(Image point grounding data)

*** Begin section ***

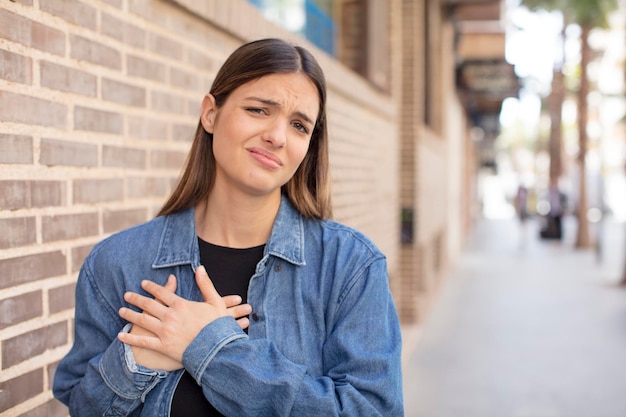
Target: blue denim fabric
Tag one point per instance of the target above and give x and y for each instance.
(324, 339)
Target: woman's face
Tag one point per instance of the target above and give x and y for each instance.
(262, 132)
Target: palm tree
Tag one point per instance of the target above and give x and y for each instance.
(588, 14)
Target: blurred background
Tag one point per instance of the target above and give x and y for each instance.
(479, 143)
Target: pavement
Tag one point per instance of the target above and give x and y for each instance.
(523, 327)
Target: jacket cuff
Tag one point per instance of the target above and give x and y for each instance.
(123, 375)
(211, 339)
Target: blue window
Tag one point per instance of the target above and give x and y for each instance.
(304, 17)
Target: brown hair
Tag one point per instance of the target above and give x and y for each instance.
(309, 188)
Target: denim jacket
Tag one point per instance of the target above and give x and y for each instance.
(324, 338)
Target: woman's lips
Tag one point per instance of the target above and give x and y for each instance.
(265, 158)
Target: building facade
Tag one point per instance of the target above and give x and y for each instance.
(99, 100)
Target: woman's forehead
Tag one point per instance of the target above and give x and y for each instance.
(291, 90)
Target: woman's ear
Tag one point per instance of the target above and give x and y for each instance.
(208, 113)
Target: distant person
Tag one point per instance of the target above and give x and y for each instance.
(521, 203)
(243, 244)
(553, 228)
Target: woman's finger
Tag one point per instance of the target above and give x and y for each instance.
(149, 305)
(145, 321)
(244, 323)
(159, 292)
(240, 310)
(232, 300)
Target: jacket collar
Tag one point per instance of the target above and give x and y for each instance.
(179, 243)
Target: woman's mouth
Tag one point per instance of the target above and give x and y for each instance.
(265, 158)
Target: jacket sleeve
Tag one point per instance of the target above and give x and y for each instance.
(362, 364)
(99, 375)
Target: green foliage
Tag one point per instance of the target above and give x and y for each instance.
(587, 13)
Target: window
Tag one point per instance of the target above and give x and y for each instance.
(311, 19)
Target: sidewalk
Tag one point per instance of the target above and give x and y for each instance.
(523, 328)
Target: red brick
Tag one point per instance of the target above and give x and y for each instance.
(18, 231)
(167, 159)
(123, 93)
(97, 120)
(183, 133)
(146, 187)
(166, 47)
(27, 194)
(25, 346)
(95, 52)
(61, 298)
(73, 11)
(115, 156)
(14, 194)
(184, 79)
(22, 30)
(20, 388)
(20, 308)
(114, 221)
(16, 149)
(147, 10)
(123, 31)
(52, 408)
(40, 112)
(69, 226)
(60, 152)
(30, 268)
(201, 61)
(114, 3)
(142, 127)
(59, 77)
(78, 256)
(48, 39)
(168, 103)
(16, 68)
(47, 193)
(98, 190)
(145, 68)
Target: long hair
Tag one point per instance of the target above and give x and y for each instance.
(309, 188)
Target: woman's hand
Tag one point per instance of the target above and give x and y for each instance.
(169, 323)
(150, 358)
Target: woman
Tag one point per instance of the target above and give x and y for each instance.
(307, 325)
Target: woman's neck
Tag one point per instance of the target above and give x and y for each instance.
(236, 221)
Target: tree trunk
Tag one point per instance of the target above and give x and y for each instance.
(582, 239)
(556, 131)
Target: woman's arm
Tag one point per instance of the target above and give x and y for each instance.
(99, 374)
(246, 377)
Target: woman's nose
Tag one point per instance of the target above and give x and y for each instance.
(276, 133)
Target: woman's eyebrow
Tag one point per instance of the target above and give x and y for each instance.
(269, 102)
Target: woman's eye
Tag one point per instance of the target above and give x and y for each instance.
(302, 128)
(255, 110)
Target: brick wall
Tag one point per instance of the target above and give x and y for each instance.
(98, 102)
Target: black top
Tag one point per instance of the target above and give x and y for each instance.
(230, 270)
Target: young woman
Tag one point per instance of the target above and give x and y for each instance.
(240, 298)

*** End section ***

| Aim of the exercise |
Your reply should contain only the number of lines in the entries above with the word "denim".

| Written answer |
2